■ Work required
Go through the entries below and retype them exactly, omitting each picture.

■ Data provided

========

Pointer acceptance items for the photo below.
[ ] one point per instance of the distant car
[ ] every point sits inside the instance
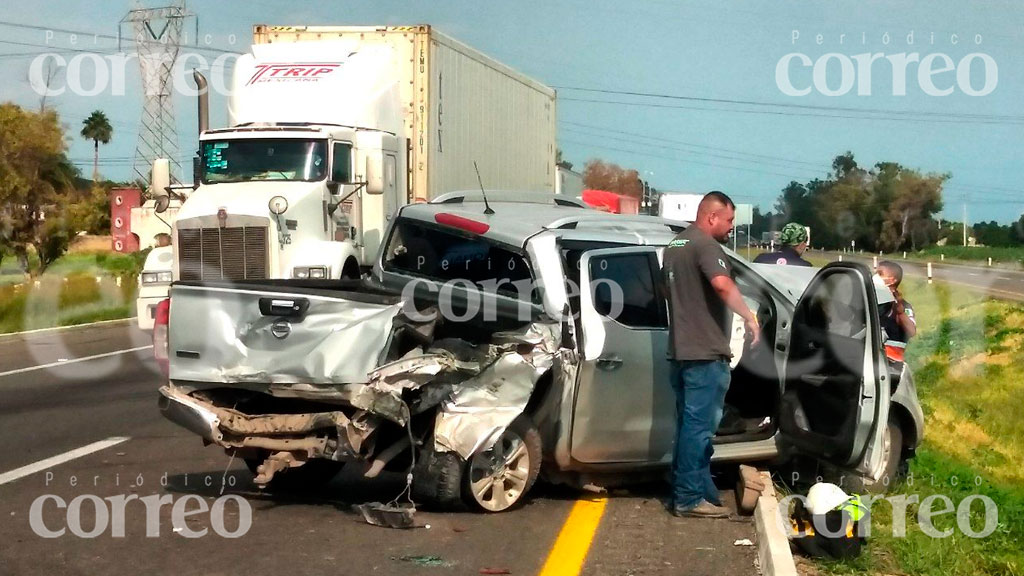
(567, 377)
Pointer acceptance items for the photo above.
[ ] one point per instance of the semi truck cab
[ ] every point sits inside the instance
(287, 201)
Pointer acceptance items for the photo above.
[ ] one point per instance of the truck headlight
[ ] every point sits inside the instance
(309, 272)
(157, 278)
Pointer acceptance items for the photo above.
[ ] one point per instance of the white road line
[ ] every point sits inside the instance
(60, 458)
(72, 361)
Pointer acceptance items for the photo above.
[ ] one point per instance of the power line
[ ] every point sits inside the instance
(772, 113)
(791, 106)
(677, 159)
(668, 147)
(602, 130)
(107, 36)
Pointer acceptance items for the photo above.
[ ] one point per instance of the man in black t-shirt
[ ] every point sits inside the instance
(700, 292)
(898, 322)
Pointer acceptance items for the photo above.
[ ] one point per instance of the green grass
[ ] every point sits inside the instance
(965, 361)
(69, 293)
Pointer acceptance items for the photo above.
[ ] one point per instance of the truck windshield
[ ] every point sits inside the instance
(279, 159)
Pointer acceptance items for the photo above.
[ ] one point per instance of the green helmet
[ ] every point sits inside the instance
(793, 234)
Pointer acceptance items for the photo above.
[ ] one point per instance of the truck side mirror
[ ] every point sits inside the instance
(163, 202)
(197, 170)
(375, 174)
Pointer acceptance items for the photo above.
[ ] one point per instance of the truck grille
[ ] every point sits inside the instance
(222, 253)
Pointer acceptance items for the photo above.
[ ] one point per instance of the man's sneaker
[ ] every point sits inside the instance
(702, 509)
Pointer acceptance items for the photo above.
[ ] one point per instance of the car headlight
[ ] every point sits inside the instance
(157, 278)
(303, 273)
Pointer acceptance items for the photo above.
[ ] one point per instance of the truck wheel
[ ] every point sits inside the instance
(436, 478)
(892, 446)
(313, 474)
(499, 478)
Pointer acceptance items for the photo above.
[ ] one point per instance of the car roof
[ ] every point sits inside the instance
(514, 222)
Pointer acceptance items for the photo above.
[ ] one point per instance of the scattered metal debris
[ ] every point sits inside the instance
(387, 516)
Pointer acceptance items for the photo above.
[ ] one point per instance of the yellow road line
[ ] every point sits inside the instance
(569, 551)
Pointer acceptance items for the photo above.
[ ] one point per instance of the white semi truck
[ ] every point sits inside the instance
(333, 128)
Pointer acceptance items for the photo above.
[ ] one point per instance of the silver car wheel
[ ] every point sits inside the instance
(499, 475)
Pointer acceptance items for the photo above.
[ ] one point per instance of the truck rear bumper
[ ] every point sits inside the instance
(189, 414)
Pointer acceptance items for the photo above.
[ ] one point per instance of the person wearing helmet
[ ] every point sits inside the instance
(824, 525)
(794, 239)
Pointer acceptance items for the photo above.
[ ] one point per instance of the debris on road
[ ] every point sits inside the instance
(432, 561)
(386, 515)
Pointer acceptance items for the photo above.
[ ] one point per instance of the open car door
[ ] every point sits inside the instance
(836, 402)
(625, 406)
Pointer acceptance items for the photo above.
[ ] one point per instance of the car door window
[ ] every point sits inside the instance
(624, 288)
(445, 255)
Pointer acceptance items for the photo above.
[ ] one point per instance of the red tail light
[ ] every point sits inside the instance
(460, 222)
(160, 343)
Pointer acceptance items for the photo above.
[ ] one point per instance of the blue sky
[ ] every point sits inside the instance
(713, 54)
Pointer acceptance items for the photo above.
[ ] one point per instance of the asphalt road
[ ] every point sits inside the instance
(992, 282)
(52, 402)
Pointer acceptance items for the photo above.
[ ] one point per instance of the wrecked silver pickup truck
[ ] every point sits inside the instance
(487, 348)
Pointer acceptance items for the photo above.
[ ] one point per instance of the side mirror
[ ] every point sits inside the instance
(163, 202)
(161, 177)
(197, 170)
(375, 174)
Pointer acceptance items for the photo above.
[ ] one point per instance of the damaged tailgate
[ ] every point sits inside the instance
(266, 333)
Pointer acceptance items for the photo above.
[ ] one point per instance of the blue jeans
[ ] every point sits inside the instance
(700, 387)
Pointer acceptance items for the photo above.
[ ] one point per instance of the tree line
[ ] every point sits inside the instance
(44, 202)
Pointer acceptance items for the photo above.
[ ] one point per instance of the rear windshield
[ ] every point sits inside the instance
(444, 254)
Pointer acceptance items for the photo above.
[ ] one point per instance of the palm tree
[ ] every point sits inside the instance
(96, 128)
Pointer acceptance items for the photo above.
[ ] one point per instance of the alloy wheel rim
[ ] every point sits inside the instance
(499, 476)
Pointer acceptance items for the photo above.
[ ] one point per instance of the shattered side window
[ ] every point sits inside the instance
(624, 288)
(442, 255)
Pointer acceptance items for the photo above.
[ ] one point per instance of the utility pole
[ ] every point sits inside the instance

========

■ Written answer
Pointer acceptance items for the photo below.
[ ] one point per instance of the distant car
[ ] every point sits inside the instance
(567, 377)
Pointer acceptance items for the photo above.
[ ] one point per instance of the semi truck cab
[ ] every point sits inside the instance
(287, 201)
Pointer acceptance items for the photo above.
[ ] one point per instance of the truck headlight
[ ] every point sits inside the instance
(309, 272)
(157, 278)
Pointer acceptance items for the photo above.
[ ] one point per instance of the white road line
[ ] every point sits inside the instance
(60, 458)
(72, 361)
Pointer acceptance items for the photo above.
[ ] one point per instance of the power line
[ ] every point sits inside the instance
(772, 113)
(791, 106)
(677, 159)
(668, 147)
(602, 130)
(107, 36)
Pointer acceptance items for the photo above.
[ ] one point per instance of the man in black t-shirt
[ ] every point sits inside the instance
(700, 292)
(898, 322)
Pointer acceptance items for the photo above.
[ ] one point per instance of the green grass
[ ] every point sits inside the instance
(965, 361)
(69, 293)
Pointer acceptance items for the photo above.
[ ] one point per instance of the truck windshield
[ ] every point sits inside the instance
(279, 159)
Pointer acceptance items for the photo above.
[ ] one point per instance of the green helmet
[ ] every point sits inside the instance
(793, 234)
Pointer acceptance items for the photo above.
[ ] one point per instance of the truck side mirror
[ ] every point sits inside the instance
(163, 202)
(197, 170)
(375, 174)
Pointer acceptance items for the photo above.
[ ] one point per instance of the truck grille
[ ] every point sits inside the instance
(222, 253)
Pointer acceptance items for the photo above.
[ ] one point per instance of the man's sneaker
[ ] every point sits inside the instance
(702, 509)
Pointer acceptance items for the photo above.
[ ] one point per instance of the car headlight
[ ] every point sits inside the instance
(157, 278)
(303, 273)
Pointer acceptance items for the photo above.
[ ] one point per instance of the truck wheel
[ ] every point sits inside the instance
(436, 478)
(892, 446)
(313, 474)
(499, 478)
Pointer acceptance items for the photo above.
[ ] one point per instance of the car roof
[ ] every point sits inside the instance
(514, 222)
Pointer acceptance items for the photo above.
[ ] one point per instance of the scattered metal debris
[ ] every point sits inside the instance
(387, 516)
Pointer acceptance items for the photo above.
[ ] one point per instance of the yellow road line
[ ] every point sits inside the instance
(569, 551)
Pointer acceptance items for the photo above.
[ ] one point per instance of the white semi truck
[ ] every point sits inside the instance
(333, 128)
Pointer acceptance items for the photo above.
[ ] one point per instance of the silver car wheel
[ ] every point sits inside the instance
(499, 475)
Pointer acceptance items for the photo above.
[ ] one point per instance of the truck rear bumper
[ ] every point sits inside the instance
(189, 414)
Pointer acceptance items for the photo above.
[ ] one point per instance of the person wearing helmet
[ ] every point sits inside the instance
(824, 525)
(794, 239)
Pointer acceptance items for the photo above.
[ ] one point per instance of the debris on road
[ ] every point sits inside the instance
(432, 561)
(386, 515)
Pointer acceptance items for the photo above.
[ ] one point per instance of the open car door
[ ] every point sits inside the instance
(836, 402)
(625, 406)
Pointer acceptance items for the photo above.
[ ] one point per instance of the car door window
[ ] every point sits inside the instance
(624, 288)
(445, 255)
Pointer acceptance items for the photo above.
[ ] one point per instance of the red tail light
[ ] every point sits inside the instance
(460, 222)
(160, 343)
Pointer acceptance items for the photo above.
[ ] one point per instance of the blue sky
[ ] every point sits inside the instance
(713, 54)
Pointer acceptance items for the photo above.
[ ] one point per instance of the asphalt road
[ ] every point sits inside the instance
(992, 282)
(52, 402)
Pointer acceptance items for the photo above.
[ ] one point per instance of the wrecked silver pickup truck
[ ] every point sits inside the instance
(487, 348)
Pointer acceptance items for the photo above.
[ ] one point per instance of the side mirror
[ ] every point sits inside the instance
(163, 202)
(161, 177)
(197, 170)
(375, 174)
Pointer acceptance items for the photo above.
[ ] one point per instance of the damaged tailgate
[ ] every point sits inside the instance
(266, 333)
Pointer acceptance items for the photo above.
[ ] one point per instance of the blue jeans
[ ] every point sits inside the instance
(700, 387)
Pointer acceptance items for the photo above.
[ ] one point per instance of the tree line
[ ] every point sits inside the instance
(44, 202)
Pointer acceptance items for the photo above.
[ ] one point per instance of the rear windshield
[ ] every point sits inside the instance
(444, 254)
Pointer acceptance items for the photo above.
[ ] one point per instance of the palm tree
[ ] every point sits inside the instance
(96, 128)
Pointer acceptance items for the photo above.
[ ] one point per instance of the alloy wheel rim
[ ] every point sits inside the instance
(499, 476)
Pointer acceptance items for the photo above.
[ ] one point per instance of the shattered side window
[ ] every point sits inside the instance
(624, 288)
(442, 255)
Pointer acceptance items for the photo above.
[ ] one point per instance of the utility pole
[ ] every point sits inside the instance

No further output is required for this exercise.